> **Tasks**:
1. Answer these questions from the forum thread on religion and the American founding:
(a) In the opening post, how were the Founding Fathers divided on the issue?
(b) Which denomination did Andrew Pickens belong to?
(c) Which two Puritans does the final post name?
2. According to the forum thread on religion and the American founding, why was the American form of government built on representative government and checks and balances? Answer in one to three sentences.
3. Carry on the forum thread on religion and the American founding from the point where it stops.

> **Passage provided**:
The Founding Fathers were split about 50/50 on this issue. The Revolution was a strange marriage of christian and enlightenment thought.


----------



## JBaldwin (Apr 21, 2009)

I recently read the biography of Andrew Pickens, a general who fought in the southern colonies during the war for independence. He was a presbyterian and a godly man who believed that he was to submit to the authority of the crown until the crown crossed over the line and started to destroy his property and family, at which point he took up arms to defend himself believing that God never gave the government a right to go back on agreements and covenants they made with the people. 

In the case of the colonies, they had been denied the same rights that English citizens were enjoying, even though they were paying taxes and keeping their end of the agreement. In addition, they were not being represented in parliament while they were still required to follow the laws. 

Was the United States a Christian nation? No, if you are talking about the men all being Christians and declaring Christ to be king. However, in the sense that the US Constitution and Bill of Rights, as well as many of the laws of the land were based on Old Testament law and the ten commandments, some might call it a christian nation. The framers of the Constitution and the laws, whether they were christian or not, knew the Scriptures and understood the wisdom of ruling a country with Biblically-based laws. 

Even our form of government was based on the presbyterian idea (which originated in Scripture) of representative government and checks and balances. The main idea was that men are sinful and given the opportunity, will grab for power at any time. The system was set up to hold back the natural sinfulness of human beings. 

While the United States was not "christian" there was a strong biblical influence on the founders, the framers of our laws and even in the lives of a large part of the population. That has largely been erased and ignored in favor of humanism.


----------



## Anton Bruckner (Apr 21, 2009)

It was a Christian nation as established by the Puritans re. William Bradford and John Winthrop.
http://en.wikipedia.org/wiki/William_Bradford_(1590-1657)

Dataset rows:

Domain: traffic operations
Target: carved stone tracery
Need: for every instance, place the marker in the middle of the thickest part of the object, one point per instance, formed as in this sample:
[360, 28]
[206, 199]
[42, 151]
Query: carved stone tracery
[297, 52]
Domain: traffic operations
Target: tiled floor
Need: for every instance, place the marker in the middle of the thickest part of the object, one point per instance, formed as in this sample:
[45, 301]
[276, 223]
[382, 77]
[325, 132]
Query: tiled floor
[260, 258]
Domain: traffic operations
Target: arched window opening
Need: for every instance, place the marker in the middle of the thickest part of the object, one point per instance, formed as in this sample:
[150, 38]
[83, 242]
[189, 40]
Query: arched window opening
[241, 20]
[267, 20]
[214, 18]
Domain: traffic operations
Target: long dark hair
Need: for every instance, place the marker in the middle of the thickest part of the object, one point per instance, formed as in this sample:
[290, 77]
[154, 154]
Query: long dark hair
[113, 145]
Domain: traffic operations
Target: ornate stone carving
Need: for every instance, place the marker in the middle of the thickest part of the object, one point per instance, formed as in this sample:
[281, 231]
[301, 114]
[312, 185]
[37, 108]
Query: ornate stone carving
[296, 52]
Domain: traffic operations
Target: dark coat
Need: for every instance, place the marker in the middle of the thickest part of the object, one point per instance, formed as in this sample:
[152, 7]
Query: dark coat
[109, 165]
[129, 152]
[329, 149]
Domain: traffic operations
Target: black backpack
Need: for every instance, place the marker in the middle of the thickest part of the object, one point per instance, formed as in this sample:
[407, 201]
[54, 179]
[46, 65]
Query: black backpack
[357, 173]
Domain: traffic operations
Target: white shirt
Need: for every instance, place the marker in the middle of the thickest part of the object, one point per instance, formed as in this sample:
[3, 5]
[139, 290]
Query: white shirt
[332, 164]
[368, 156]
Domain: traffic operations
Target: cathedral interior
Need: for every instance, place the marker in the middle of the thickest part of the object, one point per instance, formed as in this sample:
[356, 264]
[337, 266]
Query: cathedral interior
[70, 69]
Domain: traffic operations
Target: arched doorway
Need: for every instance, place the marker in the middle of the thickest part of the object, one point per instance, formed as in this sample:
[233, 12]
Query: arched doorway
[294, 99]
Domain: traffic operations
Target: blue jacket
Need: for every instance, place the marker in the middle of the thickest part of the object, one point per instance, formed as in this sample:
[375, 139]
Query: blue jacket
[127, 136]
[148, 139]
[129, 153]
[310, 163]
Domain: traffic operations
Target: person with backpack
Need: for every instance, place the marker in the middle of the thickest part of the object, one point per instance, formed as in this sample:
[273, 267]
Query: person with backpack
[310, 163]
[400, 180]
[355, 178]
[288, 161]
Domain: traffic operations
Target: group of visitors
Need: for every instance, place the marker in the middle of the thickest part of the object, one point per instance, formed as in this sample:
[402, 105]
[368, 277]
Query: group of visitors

> **Written responses**:
1.
(a) About 50/50.
(b) He was a Presbyterian.
(c) William Bradford and John Winthrop.

2. Men were thought to be sinful and likely to seize power whenever they had the opportunity. The system was designed to restrain that natural sinfulness.

3.
John Winthrop - Wikipedia, the free encyclopedia

Yes, there was a time on this continent if you were caught blaspheming or committing adulteryyou were hanged. It is this rich culture of calvinism that made the USA into a great nation. The apostasy began with the enlightenment movement and went into warp speed with Darwinism. (Even in the enlightment literature of the period you can see heavy influence of Calvinism) But make no mistake about it, this nation was indeed a Christian nation with godly persons whose shoes were are unworthy to untie. 

What we are seeing today is the culmination of our apostasy with judgment.

The definitive answer is, THE USA was a Christian Nation.


----------



## Glenn Ferrell (Apr 21, 2009)

The majority of the original colonies were founded as Christian societies. The Mayflower Compact states the purpose of their pilgrimage and founding of a political association as the “glory of God and advancement of the Christian religion.” One finds a similar statement in the charter of Virginia. 

A nation is Christian if it has an explicit covenant with God in Jesus Christ. The US Declaration of Independence and the Constitution failed to acknowledge such a covenant relationship. The attempts of the “Christian America” camp to fabricate a myth of the founders and framers as evangelical believers is bogus history. Some of them were true believers. Others used religious language, but were Deist or Unitarians at best. For example, though he was a moral man, John Adams was a Unitarian.

Interestingly, the Treaty of Paris of 1783, officially ending the hostility between the US and Great Britain, shows the British claim to be a Christian kingdom, by their characterization of their monarch.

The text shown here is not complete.